Directions:
Please render the listing below as a JSON array of strings, with one string per line and any blank lines left out.

Start of Listing

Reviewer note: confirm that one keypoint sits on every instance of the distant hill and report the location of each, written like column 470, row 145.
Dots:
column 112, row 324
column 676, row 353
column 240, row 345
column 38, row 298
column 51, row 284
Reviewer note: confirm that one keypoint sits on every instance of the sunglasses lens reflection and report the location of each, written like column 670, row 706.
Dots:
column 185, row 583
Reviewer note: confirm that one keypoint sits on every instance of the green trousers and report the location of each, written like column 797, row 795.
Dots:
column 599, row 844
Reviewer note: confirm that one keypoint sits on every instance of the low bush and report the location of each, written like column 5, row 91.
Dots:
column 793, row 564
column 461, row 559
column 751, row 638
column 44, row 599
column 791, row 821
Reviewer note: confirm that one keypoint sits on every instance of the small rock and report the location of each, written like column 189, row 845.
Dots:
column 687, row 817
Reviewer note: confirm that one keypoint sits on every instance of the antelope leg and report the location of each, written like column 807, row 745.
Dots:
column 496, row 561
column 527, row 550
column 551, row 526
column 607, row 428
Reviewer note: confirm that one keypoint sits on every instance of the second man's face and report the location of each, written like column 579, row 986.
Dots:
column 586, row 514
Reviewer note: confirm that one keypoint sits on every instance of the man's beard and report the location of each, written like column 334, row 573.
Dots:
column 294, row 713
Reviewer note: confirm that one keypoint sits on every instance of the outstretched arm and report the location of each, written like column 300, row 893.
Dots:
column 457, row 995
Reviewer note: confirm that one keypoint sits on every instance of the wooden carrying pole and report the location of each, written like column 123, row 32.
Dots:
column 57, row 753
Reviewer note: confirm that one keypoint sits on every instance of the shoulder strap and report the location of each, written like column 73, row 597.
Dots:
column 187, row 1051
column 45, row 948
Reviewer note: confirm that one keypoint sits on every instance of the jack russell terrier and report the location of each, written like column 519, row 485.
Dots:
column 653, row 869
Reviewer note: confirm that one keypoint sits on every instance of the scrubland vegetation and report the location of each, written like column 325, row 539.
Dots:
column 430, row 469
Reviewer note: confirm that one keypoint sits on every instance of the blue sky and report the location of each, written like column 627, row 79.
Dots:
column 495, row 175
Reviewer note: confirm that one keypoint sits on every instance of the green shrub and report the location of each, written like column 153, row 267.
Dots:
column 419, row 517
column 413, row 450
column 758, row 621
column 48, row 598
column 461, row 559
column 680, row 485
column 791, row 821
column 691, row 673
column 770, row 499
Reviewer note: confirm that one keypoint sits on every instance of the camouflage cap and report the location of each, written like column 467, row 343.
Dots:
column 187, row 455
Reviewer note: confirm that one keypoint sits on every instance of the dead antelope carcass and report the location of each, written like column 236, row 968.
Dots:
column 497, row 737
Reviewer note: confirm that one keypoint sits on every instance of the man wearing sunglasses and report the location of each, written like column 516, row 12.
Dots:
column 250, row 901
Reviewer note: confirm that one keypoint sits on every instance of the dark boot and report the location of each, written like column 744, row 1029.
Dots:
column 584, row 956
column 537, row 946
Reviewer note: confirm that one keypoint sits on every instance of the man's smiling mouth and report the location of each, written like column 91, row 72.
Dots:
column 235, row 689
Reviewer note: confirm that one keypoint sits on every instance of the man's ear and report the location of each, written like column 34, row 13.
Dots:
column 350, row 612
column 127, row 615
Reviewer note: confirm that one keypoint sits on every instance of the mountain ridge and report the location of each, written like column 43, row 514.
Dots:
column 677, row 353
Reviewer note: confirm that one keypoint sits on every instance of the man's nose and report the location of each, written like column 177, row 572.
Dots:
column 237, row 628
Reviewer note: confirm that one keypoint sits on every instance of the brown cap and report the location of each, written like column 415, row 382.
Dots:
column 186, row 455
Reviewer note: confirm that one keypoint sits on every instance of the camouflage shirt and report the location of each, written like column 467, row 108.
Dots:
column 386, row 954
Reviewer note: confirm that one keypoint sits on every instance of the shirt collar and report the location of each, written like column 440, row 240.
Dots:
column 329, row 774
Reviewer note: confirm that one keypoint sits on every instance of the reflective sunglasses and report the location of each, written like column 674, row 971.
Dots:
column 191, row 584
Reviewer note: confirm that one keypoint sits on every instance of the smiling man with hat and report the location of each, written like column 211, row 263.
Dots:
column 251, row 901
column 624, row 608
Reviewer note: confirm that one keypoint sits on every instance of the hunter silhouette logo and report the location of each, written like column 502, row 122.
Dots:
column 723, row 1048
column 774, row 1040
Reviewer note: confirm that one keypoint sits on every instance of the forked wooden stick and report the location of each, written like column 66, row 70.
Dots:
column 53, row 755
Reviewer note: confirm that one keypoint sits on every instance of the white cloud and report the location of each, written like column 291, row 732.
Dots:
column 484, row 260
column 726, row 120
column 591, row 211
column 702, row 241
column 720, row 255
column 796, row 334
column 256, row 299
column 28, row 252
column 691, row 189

End of Listing

The response:
[
  "Reviewer note: confirm that one keypoint sits on every instance of the distant hill and report the location of each, written like column 470, row 145.",
  "Dots:",
  "column 112, row 324",
  "column 676, row 353",
  "column 240, row 345",
  "column 38, row 298",
  "column 51, row 284",
  "Reviewer note: confirm that one keypoint sits on every instance of the sunglasses lens reflection and report the location of each, written like column 670, row 706.",
  "Dots:",
  "column 185, row 583",
  "Reviewer note: confirm that one keypoint sits on every instance of the green trousers and report the location of each, written like column 797, row 795.",
  "Dots:",
  "column 599, row 844",
  "Reviewer note: confirm that one keypoint sits on every instance of the low bush and report the location of each, written like column 5, row 91.",
  "Dots:",
  "column 793, row 564",
  "column 461, row 559",
  "column 751, row 638",
  "column 44, row 599",
  "column 791, row 821",
  "Reviewer note: confirm that one keypoint sits on every instance of the small rock and report the location of each, written like column 189, row 845.",
  "Dots:",
  "column 687, row 817",
  "Reviewer note: confirm that one keypoint sits on every instance of the antelope leg and report the location of each, written like column 807, row 745.",
  "Dots:",
  "column 496, row 561",
  "column 527, row 550",
  "column 551, row 526",
  "column 607, row 428",
  "Reviewer note: confirm that one keypoint sits on every instance of the second man's face and report the location of each, written like column 579, row 986.",
  "Dots:",
  "column 586, row 514",
  "Reviewer note: confirm that one keypoint sits on every instance of the man's beard and report the location of each, written like column 334, row 573.",
  "Dots:",
  "column 294, row 713",
  "Reviewer note: confirm that one keypoint sits on every instance of the outstretched arm and report the location of each, written like column 300, row 893.",
  "Dots:",
  "column 457, row 995",
  "Reviewer note: confirm that one keypoint sits on every instance of the wooden carrying pole and report the location of each, written like column 123, row 32.",
  "Dots:",
  "column 57, row 753",
  "Reviewer note: confirm that one keypoint sits on every instance of the shoulder strap and report the location of each, written like column 73, row 597.",
  "Dots:",
  "column 187, row 1051",
  "column 45, row 948",
  "Reviewer note: confirm that one keypoint sits on every instance of the jack russell terrier and report the location of each, written like column 519, row 485.",
  "Dots:",
  "column 653, row 869",
  "Reviewer note: confirm that one keypoint sits on every instance of the scrubland vegetation and report the location of each, written like column 325, row 539.",
  "Dots:",
  "column 430, row 469",
  "Reviewer note: confirm that one keypoint sits on every instance of the blue sky and report the location of each, written like column 627, row 79.",
  "Dots:",
  "column 495, row 175",
  "Reviewer note: confirm that one keypoint sits on every instance of the green shrub and report the location of each, written like column 153, row 267.",
  "Dots:",
  "column 419, row 517",
  "column 413, row 450",
  "column 758, row 621",
  "column 48, row 598",
  "column 461, row 559",
  "column 680, row 485",
  "column 791, row 821",
  "column 691, row 673",
  "column 770, row 499",
  "Reviewer note: confirm that one keypoint sits on every instance of the camouflage cap and report the location of each, written like column 467, row 343.",
  "Dots:",
  "column 187, row 455",
  "Reviewer note: confirm that one keypoint sits on every instance of the dead antelope carcass and report the location of each, written like column 236, row 968.",
  "Dots:",
  "column 497, row 737",
  "Reviewer note: confirm that one keypoint sits on every instance of the man wearing sunglasses and report the location of each, written like column 516, row 12.",
  "Dots:",
  "column 250, row 901",
  "Reviewer note: confirm that one keypoint sits on every instance of the dark boot and report the location of each, written like column 744, row 1029.",
  "Dots:",
  "column 584, row 956",
  "column 537, row 946",
  "Reviewer note: confirm that one keypoint sits on every instance of the man's smiling mouth and report the location of each, written like column 91, row 72.",
  "Dots:",
  "column 235, row 689",
  "Reviewer note: confirm that one keypoint sits on every instance of the man's ear and report the location of each, written like column 34, row 13.",
  "Dots:",
  "column 350, row 612",
  "column 127, row 615",
  "Reviewer note: confirm that one keypoint sits on every instance of the mountain ridge and report the location of each, written like column 43, row 514.",
  "Dots:",
  "column 677, row 353",
  "Reviewer note: confirm that one keypoint sits on every instance of the man's nose and report the location of each, written like column 177, row 572.",
  "Dots:",
  "column 237, row 628",
  "Reviewer note: confirm that one keypoint sits on every instance of the brown cap and report the location of each, written like column 415, row 382.",
  "Dots:",
  "column 186, row 455",
  "Reviewer note: confirm that one keypoint sits on every instance of the camouflage shirt and report the location of each, written like column 467, row 108.",
  "Dots:",
  "column 386, row 954",
  "Reviewer note: confirm that one keypoint sits on every instance of the shirt collar and report the location of each, written like column 440, row 240.",
  "Dots:",
  "column 329, row 774",
  "Reviewer note: confirm that one keypoint sits on every instance of the reflective sunglasses and report the location of each, written like column 674, row 971.",
  "Dots:",
  "column 191, row 584",
  "Reviewer note: confirm that one keypoint sits on every instance of the smiling man with hat and report the location of each, written like column 211, row 263.",
  "Dots:",
  "column 251, row 901",
  "column 624, row 608",
  "Reviewer note: confirm that one keypoint sits on every instance of the hunter silhouette logo and report the location of each, written like column 502, row 122.",
  "Dots:",
  "column 723, row 1048",
  "column 774, row 1040",
  "Reviewer note: confirm that one keypoint sits on every instance of the forked wooden stick and report the location of each, written like column 66, row 70.",
  "Dots:",
  "column 53, row 755",
  "Reviewer note: confirm that one keypoint sits on every instance of the white cloud and report the location of each, written like column 291, row 732.",
  "Dots:",
  "column 484, row 260",
  "column 726, row 120",
  "column 591, row 211",
  "column 702, row 241",
  "column 720, row 255",
  "column 796, row 334",
  "column 256, row 299",
  "column 28, row 252",
  "column 691, row 189"
]